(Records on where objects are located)
********
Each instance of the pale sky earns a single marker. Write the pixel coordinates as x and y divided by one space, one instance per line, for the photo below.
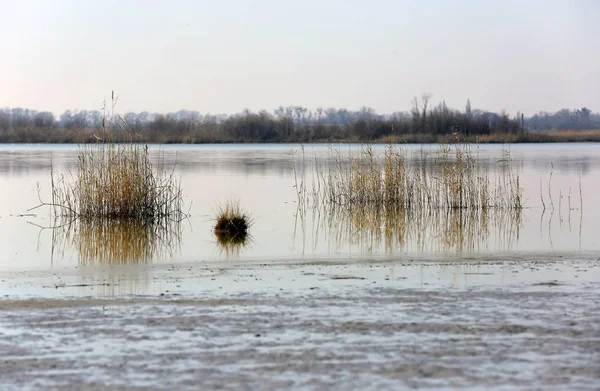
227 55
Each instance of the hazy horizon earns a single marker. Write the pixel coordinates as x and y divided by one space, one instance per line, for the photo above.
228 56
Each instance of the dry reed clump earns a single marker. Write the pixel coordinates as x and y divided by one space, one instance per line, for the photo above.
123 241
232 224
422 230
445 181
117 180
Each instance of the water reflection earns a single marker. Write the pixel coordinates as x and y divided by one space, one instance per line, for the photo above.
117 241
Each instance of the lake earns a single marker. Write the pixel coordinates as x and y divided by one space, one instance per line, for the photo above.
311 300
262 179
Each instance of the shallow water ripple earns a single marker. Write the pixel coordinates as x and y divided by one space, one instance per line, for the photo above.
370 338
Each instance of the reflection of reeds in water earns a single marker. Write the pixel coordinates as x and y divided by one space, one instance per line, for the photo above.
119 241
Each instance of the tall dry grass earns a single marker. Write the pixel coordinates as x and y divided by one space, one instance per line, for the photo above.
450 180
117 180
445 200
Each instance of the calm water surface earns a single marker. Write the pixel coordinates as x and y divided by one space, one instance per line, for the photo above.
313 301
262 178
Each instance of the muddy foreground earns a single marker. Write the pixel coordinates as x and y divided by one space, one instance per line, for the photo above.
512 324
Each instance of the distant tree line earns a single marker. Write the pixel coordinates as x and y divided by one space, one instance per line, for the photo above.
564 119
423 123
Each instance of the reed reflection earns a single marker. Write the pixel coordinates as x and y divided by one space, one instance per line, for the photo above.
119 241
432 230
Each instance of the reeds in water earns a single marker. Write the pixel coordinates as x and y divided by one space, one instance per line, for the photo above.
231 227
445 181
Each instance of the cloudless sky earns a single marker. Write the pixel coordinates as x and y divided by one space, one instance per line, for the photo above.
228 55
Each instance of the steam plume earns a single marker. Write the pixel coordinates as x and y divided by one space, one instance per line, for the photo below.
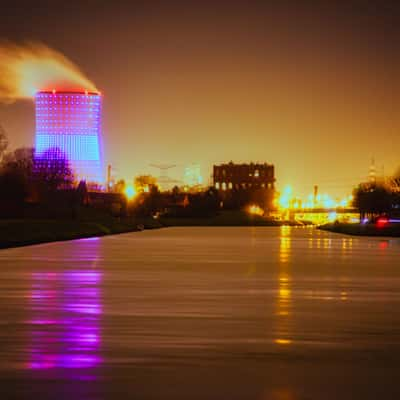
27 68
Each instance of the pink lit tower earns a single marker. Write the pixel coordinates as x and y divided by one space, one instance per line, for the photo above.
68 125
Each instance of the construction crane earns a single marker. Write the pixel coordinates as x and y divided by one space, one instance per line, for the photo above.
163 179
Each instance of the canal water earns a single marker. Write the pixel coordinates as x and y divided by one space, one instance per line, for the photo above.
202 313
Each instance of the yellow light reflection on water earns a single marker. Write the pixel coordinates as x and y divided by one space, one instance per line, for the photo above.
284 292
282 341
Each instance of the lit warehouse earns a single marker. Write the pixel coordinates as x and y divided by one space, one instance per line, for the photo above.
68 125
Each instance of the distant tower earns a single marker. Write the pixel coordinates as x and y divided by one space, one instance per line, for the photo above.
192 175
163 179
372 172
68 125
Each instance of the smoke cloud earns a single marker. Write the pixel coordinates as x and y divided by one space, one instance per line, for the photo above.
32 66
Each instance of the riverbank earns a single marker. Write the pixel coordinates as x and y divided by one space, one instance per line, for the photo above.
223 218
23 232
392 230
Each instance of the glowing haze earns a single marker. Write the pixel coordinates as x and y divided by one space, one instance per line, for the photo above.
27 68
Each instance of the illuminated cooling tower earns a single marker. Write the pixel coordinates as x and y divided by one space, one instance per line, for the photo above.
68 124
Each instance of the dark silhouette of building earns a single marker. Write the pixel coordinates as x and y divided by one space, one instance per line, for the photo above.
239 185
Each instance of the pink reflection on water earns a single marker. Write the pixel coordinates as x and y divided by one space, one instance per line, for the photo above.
********
(THE REQUEST)
Please write out the records again, starting with the line that contains "Each instance of the illuminated" and going on through the end of the records, keeping every line. Shift each coordinate value up by 92.

(RESPONSE BELOW)
Each instance of the illuminated cooling tower earns a single marker. Write the pixel coordinates as x and y divided by one space, one instance per line, for the photo above.
160 216
Each instance of the dark silhouette of building earns a single marker. Write the pixel coordinates as x and y divided by one space, one instance per line, for the photo above.
331 277
Each instance of the pink reflection on water earns a single marker. Write the pixel coordinates as x and y divided by one space, one instance per line, for the photo above.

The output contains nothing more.